*Ziel*: Führe den Text über die Klage gegen das besondere elektronische Anwaltspostfach im Anschluss an seinen letzten Satz fort.

Die Kläger wenden sich gegen die technische Ausgestaltung des besonderen elektronischen Anwaltspostfachs durch die Beklagte, weil dieses nicht über eine Ende-zu-Ende-Verschlüsselung verfüge, bei der sich die privaten Schlüssel ausschließlich in der Verfügungsgewalt der Postfachinhaber befänden. Sie verlangen mit ihrer Klage, dass die Bundesrechtsanwaltskammer das besondere elektronische Anwaltspostfach für sie mit einer derartigen Verschlüsselung betreibt und das derzeitige Verschlüsselungssystem nicht weiter verwendet.
Die Klage hat in der Vorinstanz keinen Erfolg gehabt.

*Angezeigte Informationen*:
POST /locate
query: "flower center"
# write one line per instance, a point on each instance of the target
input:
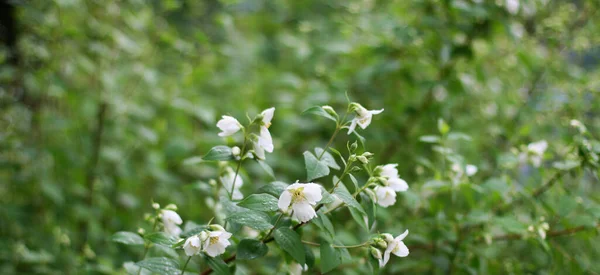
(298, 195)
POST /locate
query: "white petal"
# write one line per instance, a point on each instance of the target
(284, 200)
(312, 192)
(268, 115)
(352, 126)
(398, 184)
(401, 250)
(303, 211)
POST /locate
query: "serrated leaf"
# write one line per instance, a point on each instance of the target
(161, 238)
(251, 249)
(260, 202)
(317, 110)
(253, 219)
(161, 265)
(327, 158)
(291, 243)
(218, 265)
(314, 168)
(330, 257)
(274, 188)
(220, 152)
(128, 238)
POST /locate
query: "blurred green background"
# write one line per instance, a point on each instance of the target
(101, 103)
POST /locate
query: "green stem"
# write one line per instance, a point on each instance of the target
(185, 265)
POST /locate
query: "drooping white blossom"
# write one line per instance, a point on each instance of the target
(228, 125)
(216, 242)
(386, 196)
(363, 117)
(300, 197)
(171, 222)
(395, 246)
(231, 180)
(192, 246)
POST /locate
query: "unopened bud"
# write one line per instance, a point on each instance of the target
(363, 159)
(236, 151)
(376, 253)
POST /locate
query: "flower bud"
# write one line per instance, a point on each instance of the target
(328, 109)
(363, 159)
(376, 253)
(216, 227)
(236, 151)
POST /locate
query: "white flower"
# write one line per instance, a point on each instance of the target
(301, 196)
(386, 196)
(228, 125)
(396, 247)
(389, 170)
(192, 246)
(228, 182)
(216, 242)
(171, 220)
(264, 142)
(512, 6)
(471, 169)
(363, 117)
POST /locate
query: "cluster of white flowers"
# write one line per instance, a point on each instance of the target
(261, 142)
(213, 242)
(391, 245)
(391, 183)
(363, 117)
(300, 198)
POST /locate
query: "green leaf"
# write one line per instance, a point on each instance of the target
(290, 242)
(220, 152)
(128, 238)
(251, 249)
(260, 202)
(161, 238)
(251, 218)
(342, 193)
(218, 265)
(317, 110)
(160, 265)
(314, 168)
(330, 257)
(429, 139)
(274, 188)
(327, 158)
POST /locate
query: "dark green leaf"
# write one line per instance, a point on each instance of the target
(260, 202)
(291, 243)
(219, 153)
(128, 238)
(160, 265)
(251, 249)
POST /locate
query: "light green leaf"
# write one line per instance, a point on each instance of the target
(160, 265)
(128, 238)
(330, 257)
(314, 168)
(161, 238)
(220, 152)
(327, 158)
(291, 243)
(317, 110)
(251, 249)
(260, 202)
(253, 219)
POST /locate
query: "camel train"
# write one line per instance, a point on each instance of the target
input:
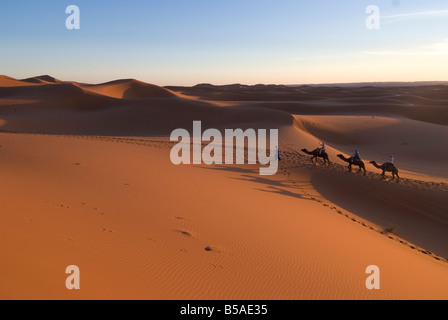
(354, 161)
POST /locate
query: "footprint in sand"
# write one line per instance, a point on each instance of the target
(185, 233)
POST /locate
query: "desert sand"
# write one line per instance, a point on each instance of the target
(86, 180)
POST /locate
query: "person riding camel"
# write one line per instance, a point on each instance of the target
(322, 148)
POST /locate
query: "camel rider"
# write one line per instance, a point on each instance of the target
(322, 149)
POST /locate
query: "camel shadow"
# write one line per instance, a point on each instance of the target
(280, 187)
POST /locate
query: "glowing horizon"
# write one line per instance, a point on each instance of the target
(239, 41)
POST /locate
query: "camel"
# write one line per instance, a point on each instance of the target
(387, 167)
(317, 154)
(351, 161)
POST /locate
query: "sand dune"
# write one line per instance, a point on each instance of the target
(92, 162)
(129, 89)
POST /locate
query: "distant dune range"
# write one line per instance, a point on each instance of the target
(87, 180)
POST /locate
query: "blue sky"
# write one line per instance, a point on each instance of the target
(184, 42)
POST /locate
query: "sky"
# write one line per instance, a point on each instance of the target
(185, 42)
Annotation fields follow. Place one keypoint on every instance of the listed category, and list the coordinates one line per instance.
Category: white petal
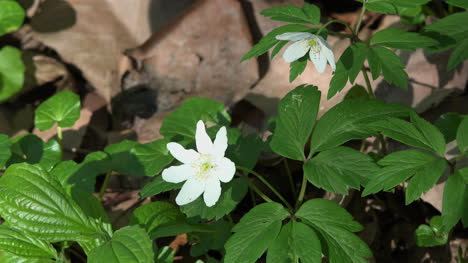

*Antwort zur Übung*:
Nach Auffassung des Anwaltsgerichtshofs Berlin besteht kein Anspruch darauf, dass das besondere elektronische Anwaltspostfach ausschließlich mit einer Ende-zu-Ende-Verschlüsselung in dem von den Klägern geforderten Sinne betrieben wird. Ein derartiger Anspruch ergebe sich weder aus den einfachen Gesetzen noch aus der Verfassung. Die gewählte Architektur des besonderen elektronischen Anwaltspostfachs sei sicher im Rechtssinne.
Entscheidung des Bundesgerichtshofs:
Der Bundesgerichtshof hat die Berufung der Kläger zurückgewiesen.
Den Klägern stehe kein Anspruch darauf zu, dass bei der Übermittlung von Nachrichten mit Hilfe des besonderen elektronischen Anwaltspostfachs das derzeit verwendete Verschlüsselungsverfahren durch das von ihnen bevorzugte Verschlüsselungssystem ersetzt wird.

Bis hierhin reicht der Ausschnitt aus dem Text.